— Instructions to follow —
Exact repetition is required: output every record in full.

┄┄┄┄┄┄┄┄┄┄┄┄┄┄┄┄┄┄┄┄

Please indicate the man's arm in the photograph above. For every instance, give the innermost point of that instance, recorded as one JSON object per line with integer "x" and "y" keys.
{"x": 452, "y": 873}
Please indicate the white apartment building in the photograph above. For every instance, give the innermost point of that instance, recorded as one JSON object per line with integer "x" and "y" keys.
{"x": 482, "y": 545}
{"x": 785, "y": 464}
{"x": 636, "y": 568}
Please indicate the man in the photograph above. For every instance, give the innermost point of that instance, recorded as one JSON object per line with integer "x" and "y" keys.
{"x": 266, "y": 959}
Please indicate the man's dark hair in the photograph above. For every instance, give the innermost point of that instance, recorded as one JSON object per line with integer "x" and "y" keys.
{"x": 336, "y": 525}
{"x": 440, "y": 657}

┄┄┄┄┄┄┄┄┄┄┄┄┄┄┄┄┄┄┄┄

— Solution to this problem —
Please indicate the man's arm in the photograph above. For every instance, give the innermost point of that instance, recorded as one JSON object per line with integer "x" and "y" keys.
{"x": 452, "y": 873}
Please indicate the white apartment building in the photograph above. For every instance, give the innermost point of that instance, recorded as one JSON object per line with integer "x" and "y" keys.
{"x": 482, "y": 545}
{"x": 785, "y": 464}
{"x": 636, "y": 568}
Please indicate the man in the photograph above. For every instance, give the innermost point of that instance, recorded as one JSON object per line with integer "x" and "y" keys.
{"x": 266, "y": 959}
Please indicate the man's dark hair in the photograph above. For every instance, give the innermost point of that instance, recorded as one JSON object per line with integer "x" and "y" keys.
{"x": 336, "y": 525}
{"x": 440, "y": 657}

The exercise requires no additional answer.